### Assignment
Which measurements written in digits with a unit of measure appear in the passage below about the Matternet drone crashes? List every one.

### Quoted passage
The drones were operated by Matternet as part of a partnership with the Swiss Post (i.e. the postal service), which was using the craft to dispatch lab samples from one medical center for priority cases. As far as potential applications of drone delivery, it’s a home run — but twice now the craft have crashed, first with a soft landing and the second time a very hard one.
The first incident, in January, was the result of a GPS hardware error; the drone entered a planned failback state and deployed its emergency parachute, falling slowly to the ground. Measures were taken to improve the GPS systems.
The second failure in May, however, led to the drone attempting to deploy its parachute again, only to sever the line somehow and plummet to earth, crashing into the ground some 150 feet from a bunch of kindergartners. No one was hit but this narrowly avoided being a worst-case scenario for the service: not just a craft failing, but the emergency systems failing as well, and over not just a populated area but immediately over a bunch of children. The incident was documented last month but not widely reported.
Falling from a few hundred feet, the 12-kilogram (about 26 pounds) drone and payload could easily have seriously injured or even killed someone — this is why there are very strict regulations about flying over populated areas and crowds.
Obviously they grounded the fleet following this incident and will not spin up again until Matternet addresses the various issues involved. How was it even possible, for instance, that the parachute line was capable of being cut by something on the drone?

### Dataset excerpts
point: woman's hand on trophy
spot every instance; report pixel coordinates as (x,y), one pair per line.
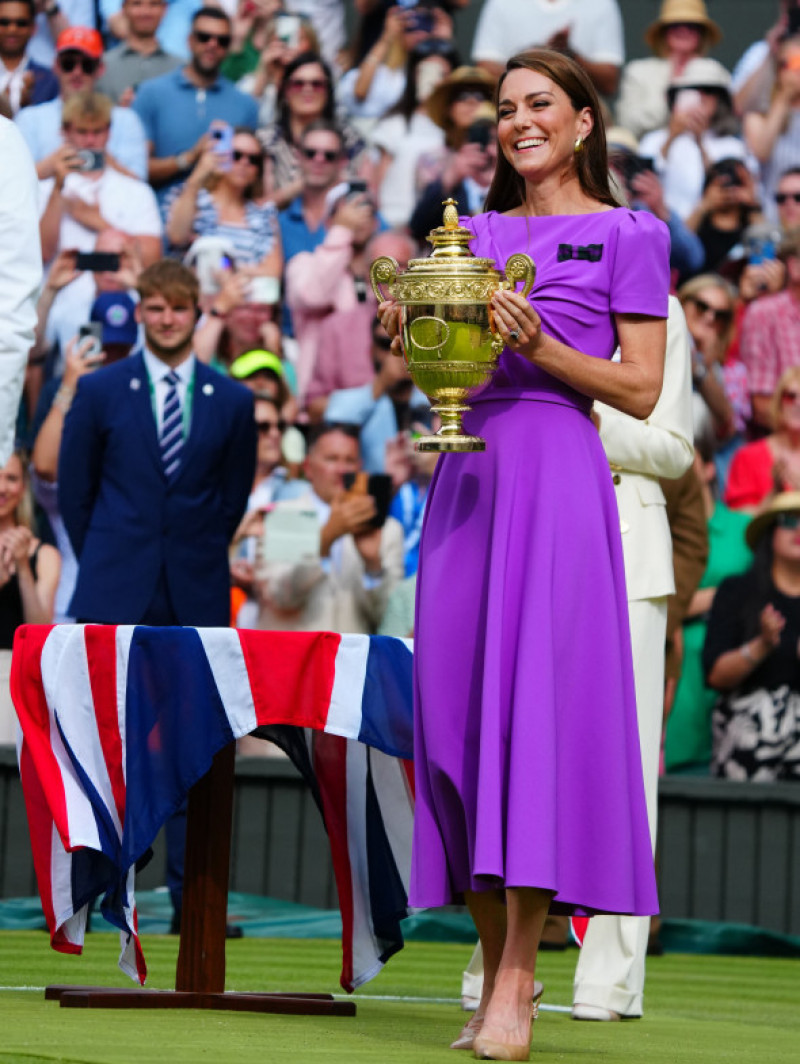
* * *
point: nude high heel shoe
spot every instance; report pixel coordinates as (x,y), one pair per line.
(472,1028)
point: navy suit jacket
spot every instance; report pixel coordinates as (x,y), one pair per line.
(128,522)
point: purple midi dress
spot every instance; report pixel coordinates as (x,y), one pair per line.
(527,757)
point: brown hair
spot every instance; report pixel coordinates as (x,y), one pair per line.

### Finished task
- 150 feet
- 12-kilogram
- 26 pounds